_What the task asks_.
Find the line containing "Practice step: put one dot on the white baseboard", then output it and every line after it through the end of the listing below, exactly as written.

_Supplied records_.

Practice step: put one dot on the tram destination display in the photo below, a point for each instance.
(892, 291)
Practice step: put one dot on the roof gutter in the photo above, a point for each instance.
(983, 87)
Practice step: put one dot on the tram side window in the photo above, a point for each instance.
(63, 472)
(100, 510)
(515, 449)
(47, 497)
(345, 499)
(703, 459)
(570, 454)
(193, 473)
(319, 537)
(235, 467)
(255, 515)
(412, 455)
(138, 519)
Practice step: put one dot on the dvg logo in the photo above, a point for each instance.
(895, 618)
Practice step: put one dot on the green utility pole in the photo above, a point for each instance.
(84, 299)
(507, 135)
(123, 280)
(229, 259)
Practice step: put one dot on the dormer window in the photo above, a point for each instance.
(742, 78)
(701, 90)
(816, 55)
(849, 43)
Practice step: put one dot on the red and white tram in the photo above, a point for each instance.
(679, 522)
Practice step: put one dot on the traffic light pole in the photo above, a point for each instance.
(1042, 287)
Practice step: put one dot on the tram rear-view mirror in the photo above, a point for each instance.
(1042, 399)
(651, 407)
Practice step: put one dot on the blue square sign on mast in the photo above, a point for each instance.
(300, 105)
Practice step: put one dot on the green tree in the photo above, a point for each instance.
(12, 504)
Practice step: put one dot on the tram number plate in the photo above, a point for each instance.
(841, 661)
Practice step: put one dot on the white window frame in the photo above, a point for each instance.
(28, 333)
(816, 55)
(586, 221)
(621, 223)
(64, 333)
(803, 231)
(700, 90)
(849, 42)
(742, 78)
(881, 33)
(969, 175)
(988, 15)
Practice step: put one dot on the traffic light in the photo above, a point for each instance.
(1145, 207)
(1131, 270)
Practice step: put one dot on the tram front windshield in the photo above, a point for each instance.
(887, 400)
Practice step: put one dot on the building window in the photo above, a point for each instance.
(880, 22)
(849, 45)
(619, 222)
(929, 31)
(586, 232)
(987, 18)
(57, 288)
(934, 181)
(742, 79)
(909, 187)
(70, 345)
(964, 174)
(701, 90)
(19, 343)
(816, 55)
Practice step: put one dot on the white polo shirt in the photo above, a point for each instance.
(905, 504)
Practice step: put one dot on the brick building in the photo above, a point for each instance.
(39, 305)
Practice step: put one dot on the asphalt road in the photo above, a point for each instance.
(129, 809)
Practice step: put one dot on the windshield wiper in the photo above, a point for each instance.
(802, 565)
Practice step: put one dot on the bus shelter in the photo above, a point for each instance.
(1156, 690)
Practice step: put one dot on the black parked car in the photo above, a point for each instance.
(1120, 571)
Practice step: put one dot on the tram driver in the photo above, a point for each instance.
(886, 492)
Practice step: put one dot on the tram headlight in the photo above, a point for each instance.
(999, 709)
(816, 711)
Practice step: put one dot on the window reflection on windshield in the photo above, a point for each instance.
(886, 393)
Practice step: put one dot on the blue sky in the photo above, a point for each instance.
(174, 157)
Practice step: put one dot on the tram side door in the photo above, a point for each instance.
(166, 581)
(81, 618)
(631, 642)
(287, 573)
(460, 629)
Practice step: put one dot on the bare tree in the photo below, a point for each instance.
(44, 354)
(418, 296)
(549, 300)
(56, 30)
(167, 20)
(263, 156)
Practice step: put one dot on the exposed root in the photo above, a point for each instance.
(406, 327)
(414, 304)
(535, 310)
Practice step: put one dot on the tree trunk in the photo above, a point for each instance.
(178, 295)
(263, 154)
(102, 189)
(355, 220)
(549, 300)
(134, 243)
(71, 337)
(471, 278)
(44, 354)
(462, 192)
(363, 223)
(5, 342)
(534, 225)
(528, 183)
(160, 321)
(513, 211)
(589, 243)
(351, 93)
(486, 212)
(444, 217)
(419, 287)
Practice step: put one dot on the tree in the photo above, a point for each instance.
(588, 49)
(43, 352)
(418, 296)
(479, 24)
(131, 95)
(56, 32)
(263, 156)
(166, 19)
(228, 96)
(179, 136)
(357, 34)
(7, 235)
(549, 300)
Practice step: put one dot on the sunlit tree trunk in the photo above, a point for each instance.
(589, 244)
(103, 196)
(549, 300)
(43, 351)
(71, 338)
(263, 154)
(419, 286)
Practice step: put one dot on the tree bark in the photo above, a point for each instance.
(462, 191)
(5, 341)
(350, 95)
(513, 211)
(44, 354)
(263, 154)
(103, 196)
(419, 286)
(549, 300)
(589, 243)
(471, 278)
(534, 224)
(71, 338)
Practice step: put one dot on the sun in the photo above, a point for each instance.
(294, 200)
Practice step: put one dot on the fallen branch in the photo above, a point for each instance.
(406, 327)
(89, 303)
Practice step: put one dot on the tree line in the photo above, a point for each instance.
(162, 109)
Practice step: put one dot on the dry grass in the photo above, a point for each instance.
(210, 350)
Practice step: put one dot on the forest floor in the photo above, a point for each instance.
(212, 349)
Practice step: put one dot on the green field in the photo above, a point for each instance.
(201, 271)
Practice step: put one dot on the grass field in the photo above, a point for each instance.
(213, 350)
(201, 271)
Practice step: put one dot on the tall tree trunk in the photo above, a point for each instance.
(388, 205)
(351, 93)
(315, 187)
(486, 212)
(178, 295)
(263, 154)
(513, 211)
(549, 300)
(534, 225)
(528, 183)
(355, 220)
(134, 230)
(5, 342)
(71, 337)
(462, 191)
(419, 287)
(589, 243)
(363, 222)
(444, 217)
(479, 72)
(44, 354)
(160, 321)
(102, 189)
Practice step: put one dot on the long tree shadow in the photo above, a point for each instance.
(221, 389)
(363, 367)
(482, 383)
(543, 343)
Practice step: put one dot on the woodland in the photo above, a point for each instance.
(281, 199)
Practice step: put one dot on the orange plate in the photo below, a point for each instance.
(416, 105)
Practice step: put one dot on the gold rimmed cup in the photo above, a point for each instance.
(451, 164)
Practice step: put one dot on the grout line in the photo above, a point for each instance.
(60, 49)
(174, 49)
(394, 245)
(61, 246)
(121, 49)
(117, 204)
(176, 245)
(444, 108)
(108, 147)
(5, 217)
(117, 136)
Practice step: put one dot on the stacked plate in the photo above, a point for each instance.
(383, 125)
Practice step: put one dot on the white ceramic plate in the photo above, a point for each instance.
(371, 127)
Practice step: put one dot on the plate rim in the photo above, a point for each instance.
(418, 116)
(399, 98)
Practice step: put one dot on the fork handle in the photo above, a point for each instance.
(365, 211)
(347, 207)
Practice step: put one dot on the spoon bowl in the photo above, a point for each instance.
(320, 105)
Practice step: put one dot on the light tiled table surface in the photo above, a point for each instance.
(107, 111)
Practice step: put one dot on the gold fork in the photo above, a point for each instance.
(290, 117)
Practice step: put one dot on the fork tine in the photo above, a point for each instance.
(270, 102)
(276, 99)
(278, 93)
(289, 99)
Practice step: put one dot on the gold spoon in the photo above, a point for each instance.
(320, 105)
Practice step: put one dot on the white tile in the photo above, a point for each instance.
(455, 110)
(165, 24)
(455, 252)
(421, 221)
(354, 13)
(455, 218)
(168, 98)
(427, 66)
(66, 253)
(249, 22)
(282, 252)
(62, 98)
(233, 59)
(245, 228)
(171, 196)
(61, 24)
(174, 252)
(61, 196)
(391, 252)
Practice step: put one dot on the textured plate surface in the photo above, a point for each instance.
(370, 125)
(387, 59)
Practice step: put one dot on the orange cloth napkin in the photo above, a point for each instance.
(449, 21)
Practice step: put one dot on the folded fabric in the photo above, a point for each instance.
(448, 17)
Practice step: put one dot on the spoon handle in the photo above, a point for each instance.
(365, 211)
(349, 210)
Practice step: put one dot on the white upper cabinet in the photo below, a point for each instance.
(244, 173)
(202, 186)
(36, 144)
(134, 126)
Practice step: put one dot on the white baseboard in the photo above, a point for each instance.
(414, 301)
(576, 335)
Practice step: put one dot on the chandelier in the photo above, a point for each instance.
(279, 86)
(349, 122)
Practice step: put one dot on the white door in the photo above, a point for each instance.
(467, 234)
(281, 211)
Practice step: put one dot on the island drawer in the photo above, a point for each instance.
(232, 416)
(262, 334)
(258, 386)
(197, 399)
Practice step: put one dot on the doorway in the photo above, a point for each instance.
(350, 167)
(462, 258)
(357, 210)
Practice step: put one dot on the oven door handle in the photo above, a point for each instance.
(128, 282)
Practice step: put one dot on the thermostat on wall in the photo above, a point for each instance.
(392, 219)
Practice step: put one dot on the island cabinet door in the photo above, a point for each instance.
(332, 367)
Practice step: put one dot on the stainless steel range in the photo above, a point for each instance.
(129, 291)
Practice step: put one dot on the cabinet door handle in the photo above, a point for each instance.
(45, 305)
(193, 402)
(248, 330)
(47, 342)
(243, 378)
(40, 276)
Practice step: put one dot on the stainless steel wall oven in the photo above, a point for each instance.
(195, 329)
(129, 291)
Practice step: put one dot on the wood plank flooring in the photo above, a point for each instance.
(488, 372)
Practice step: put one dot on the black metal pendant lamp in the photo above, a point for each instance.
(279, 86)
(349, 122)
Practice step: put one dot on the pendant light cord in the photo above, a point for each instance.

_The answer_.
Practice step: put one dot on the white baseboard in the photo above, a point for each instance.
(414, 301)
(576, 335)
Practice step: put one dot on the chandelier in the photo above, a point for each instance.
(279, 86)
(349, 122)
Practice step: put one dot on the white door in the photo above, a point for each instance.
(467, 234)
(281, 211)
Practice step: put one dot on the island drawer in the photo above, a point for each instance.
(232, 416)
(262, 334)
(258, 386)
(197, 399)
Practice step: put one dot on the doorway in the photo above, a point for each instance.
(350, 167)
(462, 258)
(357, 210)
Practice step: put one dot on the oven door handle in the photo above, a point for each instance.
(128, 282)
Practice step: put one dot on the thermostat on wall in the photo above, a point for each instance.
(392, 219)
Practice step: put one dot on the island cabinet door in the photo above, a point for each instance.
(332, 367)
Practice step: put one dot on the stainless steel range in the photo above, a point for each instance.
(129, 291)
Practice step: put one dot on the cabinet door handle in the photo above, a point for each instance.
(45, 305)
(193, 402)
(248, 330)
(47, 342)
(243, 378)
(40, 276)
Practice step: put one dot on the stainless steel wall oven in the photo above, a point for each instance.
(195, 329)
(129, 291)
Practice step: put one dot on the wood plank flooring in the photo above, a point for each instance.
(488, 372)
Practice step: put one dot on the black metal pendant lamp in the photo above, a point for each instance.
(279, 86)
(349, 122)
Practice step: put one dot on the pendant light cord in the photo above, a point for each instance.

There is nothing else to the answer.